> [Consignas]:
(1) Responde estas preguntas sobre el texto del tsunami de Sumatra, marcando cada respuesta con la misma letra:
(a) ¿Cuántas muertes aproximadamente provocó la catástrofe en un solo día?
(b) ¿Cuántos países asiáticos y cuántos africanos resultaron afectados?
(c) ¿Qué sectores económicos se señalan como esenciales para algunos de los países afectados?
(2) Prolonga el texto sobre el tsunami de Sumatra a partir de su última oración.

> [Texto del ejercicio]:
====
El terremoto de Sumatra y la gigantesca marejada que provocó, conocida como tsunami, han estado en el centro de las preocupaciones de nuestros lectores, justamente horrorizados ante una catástrofe que provocó, en un solo día, cerca de un cuarto de millón de muertes. La tragedia espanta por su magnitud y fuerza devastadora: fueron afectados ocho países asiáticos y cinco africanos, pero también ciudadanos de otros 45 países de todo el mundo, incluyendo, claro a México. Pero este elevadísimo costo en vidas humanas apenas es el enganche: a las muertes directas habrán de sumarse las indirectas, las causadas por las epidemias desatadas tras la catástrofe, por la imposibilidad de recibir atención médica y, sobre todo, por la destrucción causada en ciertos sectores económicos que, como el turismo y la pesca, son esenciales para algunos de los países afectados.
====
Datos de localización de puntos
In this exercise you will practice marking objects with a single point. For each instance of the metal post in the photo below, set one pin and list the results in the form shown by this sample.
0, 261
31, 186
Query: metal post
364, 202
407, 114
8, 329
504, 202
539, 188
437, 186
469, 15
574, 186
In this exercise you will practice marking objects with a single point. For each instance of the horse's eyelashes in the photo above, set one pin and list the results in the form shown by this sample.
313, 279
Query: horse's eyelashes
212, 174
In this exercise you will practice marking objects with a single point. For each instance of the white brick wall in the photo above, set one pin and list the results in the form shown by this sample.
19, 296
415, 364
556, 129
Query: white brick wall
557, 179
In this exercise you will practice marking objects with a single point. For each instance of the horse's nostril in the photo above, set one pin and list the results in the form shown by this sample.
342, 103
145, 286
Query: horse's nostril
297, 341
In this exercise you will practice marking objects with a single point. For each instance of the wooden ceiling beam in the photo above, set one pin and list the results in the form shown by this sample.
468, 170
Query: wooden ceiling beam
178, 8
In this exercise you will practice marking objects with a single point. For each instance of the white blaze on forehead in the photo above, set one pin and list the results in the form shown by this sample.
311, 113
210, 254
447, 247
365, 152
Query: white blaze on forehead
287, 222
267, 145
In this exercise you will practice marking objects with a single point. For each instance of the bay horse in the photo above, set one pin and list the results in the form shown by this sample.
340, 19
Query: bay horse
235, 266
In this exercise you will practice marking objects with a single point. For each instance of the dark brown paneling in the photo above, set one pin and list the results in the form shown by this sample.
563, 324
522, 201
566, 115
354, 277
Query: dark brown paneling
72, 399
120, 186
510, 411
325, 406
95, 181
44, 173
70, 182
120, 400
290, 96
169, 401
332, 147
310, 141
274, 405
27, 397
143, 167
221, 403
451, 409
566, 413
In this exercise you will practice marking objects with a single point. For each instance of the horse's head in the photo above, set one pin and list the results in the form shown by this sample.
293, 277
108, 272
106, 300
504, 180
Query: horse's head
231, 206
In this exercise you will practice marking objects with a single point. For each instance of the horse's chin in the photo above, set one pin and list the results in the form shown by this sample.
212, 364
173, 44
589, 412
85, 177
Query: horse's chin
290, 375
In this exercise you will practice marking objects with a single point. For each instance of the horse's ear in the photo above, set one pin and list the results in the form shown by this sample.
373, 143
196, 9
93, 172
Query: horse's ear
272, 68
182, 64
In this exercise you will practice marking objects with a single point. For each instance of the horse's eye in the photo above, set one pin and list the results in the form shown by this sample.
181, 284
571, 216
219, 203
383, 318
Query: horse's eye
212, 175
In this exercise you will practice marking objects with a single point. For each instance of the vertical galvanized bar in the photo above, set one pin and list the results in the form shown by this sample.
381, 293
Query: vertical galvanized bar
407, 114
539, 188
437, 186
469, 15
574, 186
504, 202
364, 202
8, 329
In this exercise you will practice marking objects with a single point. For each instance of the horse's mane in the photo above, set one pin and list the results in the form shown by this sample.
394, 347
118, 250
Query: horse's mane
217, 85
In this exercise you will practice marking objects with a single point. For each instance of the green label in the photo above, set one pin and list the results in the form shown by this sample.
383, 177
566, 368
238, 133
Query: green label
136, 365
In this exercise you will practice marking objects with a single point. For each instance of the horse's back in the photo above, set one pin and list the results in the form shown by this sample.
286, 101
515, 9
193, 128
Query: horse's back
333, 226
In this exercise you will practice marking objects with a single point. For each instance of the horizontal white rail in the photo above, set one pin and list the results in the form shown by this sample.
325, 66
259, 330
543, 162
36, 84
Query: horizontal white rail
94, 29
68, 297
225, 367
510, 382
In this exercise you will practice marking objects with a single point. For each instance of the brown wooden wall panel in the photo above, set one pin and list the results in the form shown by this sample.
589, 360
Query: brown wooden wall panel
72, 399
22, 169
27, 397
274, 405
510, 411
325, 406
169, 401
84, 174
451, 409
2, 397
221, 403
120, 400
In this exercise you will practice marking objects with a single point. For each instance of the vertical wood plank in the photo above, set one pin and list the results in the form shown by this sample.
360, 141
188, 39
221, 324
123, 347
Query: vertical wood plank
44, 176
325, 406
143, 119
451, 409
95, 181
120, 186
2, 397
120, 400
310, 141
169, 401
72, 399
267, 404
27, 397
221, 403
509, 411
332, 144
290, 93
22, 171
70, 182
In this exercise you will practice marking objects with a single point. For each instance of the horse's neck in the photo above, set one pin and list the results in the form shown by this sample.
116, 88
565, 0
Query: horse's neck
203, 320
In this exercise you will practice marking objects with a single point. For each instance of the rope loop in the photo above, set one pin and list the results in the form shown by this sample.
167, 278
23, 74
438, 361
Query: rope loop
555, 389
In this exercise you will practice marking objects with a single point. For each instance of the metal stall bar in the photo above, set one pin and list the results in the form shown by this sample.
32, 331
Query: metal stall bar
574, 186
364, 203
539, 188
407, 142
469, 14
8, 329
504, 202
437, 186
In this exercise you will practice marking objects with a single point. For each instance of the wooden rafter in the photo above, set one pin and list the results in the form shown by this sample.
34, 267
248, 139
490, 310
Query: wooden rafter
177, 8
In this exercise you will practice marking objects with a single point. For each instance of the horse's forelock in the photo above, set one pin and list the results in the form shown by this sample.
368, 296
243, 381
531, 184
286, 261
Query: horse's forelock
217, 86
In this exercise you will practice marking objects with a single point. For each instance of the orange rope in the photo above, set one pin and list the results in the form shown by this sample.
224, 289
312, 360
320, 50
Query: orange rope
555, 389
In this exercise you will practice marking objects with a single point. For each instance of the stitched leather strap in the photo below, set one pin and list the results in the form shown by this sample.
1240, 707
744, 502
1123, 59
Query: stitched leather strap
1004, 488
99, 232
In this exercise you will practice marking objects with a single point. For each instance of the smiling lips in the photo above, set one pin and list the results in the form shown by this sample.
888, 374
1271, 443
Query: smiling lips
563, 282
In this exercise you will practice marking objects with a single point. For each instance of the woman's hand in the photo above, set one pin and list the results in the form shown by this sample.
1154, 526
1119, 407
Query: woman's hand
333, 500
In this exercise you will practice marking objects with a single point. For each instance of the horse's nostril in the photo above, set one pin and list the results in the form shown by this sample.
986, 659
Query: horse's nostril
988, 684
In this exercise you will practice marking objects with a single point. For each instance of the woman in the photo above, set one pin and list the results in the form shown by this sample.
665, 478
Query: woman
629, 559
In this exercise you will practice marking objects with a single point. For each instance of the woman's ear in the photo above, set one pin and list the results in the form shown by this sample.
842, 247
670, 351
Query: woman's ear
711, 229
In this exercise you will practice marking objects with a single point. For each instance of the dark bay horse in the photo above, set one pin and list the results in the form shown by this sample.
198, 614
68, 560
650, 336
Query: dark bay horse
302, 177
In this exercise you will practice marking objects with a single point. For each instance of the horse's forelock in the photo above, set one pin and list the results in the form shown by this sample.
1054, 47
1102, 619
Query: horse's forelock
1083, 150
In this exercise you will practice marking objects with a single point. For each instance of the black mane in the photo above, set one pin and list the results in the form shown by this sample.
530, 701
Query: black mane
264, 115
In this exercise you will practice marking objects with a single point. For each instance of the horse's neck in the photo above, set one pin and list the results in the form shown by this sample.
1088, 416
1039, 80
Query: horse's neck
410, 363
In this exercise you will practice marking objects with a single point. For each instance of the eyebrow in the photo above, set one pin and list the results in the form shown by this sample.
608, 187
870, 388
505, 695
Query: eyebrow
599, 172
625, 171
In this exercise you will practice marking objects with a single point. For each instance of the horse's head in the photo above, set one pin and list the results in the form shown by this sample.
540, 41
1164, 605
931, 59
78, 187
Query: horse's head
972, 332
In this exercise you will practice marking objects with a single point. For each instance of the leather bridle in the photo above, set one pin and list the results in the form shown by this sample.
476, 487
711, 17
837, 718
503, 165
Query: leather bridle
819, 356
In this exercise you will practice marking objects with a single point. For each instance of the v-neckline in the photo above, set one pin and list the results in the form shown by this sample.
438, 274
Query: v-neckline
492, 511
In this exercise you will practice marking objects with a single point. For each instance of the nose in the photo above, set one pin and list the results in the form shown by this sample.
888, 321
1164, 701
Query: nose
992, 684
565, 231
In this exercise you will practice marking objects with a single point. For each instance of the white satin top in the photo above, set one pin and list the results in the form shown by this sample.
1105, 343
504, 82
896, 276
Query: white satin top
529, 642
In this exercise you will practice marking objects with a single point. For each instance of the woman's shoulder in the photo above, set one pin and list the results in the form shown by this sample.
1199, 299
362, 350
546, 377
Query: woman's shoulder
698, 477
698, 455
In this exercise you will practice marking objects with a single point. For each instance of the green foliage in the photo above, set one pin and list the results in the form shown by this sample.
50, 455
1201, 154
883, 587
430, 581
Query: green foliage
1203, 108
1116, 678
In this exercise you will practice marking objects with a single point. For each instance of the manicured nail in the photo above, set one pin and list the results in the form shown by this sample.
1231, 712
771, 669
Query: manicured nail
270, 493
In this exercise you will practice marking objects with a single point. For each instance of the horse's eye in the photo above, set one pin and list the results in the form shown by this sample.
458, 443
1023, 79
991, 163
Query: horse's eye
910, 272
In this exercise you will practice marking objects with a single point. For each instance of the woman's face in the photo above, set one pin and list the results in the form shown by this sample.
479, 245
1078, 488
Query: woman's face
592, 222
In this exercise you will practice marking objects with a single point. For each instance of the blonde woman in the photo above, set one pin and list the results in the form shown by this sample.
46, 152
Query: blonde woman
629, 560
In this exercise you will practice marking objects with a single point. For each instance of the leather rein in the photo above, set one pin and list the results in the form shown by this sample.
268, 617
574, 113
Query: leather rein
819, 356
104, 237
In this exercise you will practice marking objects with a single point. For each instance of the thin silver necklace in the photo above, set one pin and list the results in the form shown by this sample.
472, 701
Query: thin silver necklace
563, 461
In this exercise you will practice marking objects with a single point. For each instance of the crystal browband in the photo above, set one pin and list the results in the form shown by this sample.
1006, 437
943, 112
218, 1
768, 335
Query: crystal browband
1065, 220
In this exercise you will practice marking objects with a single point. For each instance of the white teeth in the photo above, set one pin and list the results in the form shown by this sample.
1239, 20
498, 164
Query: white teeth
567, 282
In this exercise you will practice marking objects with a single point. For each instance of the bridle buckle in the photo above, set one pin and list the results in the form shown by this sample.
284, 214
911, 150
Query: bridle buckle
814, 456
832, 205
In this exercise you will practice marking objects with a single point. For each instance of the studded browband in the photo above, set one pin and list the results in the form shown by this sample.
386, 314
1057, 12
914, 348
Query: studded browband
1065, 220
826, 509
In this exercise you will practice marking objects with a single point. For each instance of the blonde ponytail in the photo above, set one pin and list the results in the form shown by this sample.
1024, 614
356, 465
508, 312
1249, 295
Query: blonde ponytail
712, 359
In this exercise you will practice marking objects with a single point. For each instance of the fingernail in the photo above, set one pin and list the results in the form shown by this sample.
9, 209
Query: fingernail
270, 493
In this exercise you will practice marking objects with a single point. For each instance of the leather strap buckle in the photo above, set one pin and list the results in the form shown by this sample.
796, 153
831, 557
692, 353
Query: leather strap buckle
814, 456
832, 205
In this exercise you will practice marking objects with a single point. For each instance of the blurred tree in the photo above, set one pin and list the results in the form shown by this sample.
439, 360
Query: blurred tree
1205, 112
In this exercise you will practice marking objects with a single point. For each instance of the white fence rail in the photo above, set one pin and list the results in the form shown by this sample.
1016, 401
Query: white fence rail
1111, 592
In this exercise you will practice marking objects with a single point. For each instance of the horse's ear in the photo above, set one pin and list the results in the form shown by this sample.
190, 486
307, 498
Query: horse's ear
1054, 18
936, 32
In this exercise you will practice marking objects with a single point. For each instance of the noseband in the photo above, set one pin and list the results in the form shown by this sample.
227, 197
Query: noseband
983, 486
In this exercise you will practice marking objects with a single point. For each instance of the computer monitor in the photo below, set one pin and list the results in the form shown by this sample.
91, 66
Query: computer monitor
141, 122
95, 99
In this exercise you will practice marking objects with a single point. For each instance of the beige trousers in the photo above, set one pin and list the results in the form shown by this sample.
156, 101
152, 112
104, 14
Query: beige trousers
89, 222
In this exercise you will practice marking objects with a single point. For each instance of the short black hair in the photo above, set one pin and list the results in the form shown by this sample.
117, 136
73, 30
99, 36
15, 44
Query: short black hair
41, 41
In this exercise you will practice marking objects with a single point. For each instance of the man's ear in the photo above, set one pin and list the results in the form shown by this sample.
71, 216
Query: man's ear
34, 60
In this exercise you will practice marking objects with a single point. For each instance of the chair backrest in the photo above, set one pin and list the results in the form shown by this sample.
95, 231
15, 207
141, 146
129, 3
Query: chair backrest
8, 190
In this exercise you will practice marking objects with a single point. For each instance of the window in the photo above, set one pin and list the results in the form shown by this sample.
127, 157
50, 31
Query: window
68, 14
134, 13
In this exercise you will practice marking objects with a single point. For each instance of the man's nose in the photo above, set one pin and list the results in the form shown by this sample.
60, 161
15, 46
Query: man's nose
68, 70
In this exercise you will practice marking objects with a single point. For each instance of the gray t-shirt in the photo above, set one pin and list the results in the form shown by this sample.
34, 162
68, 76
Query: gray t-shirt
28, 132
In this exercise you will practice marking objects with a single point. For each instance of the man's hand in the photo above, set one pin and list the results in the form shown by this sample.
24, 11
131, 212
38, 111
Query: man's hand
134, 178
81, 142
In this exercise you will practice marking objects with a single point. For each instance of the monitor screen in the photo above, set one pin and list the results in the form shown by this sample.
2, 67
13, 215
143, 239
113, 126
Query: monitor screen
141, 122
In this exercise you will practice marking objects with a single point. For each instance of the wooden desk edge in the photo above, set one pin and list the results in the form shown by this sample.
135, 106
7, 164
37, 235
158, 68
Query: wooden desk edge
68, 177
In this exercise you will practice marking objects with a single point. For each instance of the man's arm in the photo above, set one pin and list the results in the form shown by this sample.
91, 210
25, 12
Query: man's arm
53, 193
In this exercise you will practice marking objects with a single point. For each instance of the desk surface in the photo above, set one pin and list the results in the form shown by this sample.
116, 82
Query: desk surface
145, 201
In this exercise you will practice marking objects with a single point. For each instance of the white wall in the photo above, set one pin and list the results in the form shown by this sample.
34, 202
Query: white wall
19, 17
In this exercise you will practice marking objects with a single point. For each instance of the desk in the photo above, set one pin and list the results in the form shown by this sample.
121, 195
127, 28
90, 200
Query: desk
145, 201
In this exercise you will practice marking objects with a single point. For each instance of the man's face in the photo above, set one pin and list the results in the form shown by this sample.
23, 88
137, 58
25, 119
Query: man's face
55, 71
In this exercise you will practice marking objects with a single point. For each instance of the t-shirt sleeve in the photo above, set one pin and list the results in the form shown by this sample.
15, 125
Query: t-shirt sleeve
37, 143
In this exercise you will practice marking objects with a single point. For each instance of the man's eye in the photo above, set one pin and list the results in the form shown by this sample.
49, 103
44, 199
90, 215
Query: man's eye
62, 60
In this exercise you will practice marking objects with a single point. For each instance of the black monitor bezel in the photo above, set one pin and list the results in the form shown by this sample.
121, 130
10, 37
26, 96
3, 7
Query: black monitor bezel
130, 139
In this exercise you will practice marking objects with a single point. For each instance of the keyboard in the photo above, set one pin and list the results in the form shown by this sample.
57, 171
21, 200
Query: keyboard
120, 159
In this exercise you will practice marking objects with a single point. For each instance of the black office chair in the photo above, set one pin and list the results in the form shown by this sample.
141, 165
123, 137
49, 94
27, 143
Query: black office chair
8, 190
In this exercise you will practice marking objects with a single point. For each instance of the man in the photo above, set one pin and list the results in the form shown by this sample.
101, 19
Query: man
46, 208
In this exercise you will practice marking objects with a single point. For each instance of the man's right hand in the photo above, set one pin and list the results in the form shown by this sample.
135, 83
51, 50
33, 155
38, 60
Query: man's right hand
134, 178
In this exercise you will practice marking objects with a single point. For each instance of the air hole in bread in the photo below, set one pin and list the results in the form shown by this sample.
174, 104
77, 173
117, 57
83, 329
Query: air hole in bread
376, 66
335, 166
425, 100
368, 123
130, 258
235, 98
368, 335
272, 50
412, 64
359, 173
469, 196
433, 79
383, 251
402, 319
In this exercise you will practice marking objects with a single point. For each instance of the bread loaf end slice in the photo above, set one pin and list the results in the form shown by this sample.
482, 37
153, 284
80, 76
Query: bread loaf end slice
====
> [Respuestas por consigna]:
(1)
(a) Cerca de un cuarto de millón de muertes.
(b) Ocho países asiáticos y cinco africanos.
(c) El turismo y la pesca.

(2)
Pero, como decíamos, el horror de esta catástrofe es que se produjo en un solo día. Porque si tomamos la cifra de un año, sabríamos que en los países del golfo de Bengala (la India, Bangladesh, las Maldivas, Sri Lanka, Birmania, Tailandia, Malasia e Indonesia) mueren varios millones de personas, en especial niños, por el simple hecho de beber agua contaminada, ya que no pueden pagar el lujo de contar con agua potable.
No se trata, no, de restarle importancia al maremoto del 26 de diciembre, ni mucho menos a la ola de solidaridad mundial que suscitó. En términos monetarios se han recabado cuatro mil millones de dólares para ayudar a las víctimas. ¿Es bueno eso? Toda ayuda es buena, claro, pero podríamos contrastar esa cifra con otra: cinco de los países afectados pagan al año a los miembros del Club de París (los países industrializados que le prestan dinero al tercer mundo) alrededor de 32 mil millones de dólares por concepto de intereses sobre su deuda externa. Es decir, como resabios de los tiempos coloniales, los pobres del Sur le entregan a los ricos del Norte un fuerte tributo y éstos, como graciosa caridad, apartan el diezmo para dedicarlo a obras piadosas.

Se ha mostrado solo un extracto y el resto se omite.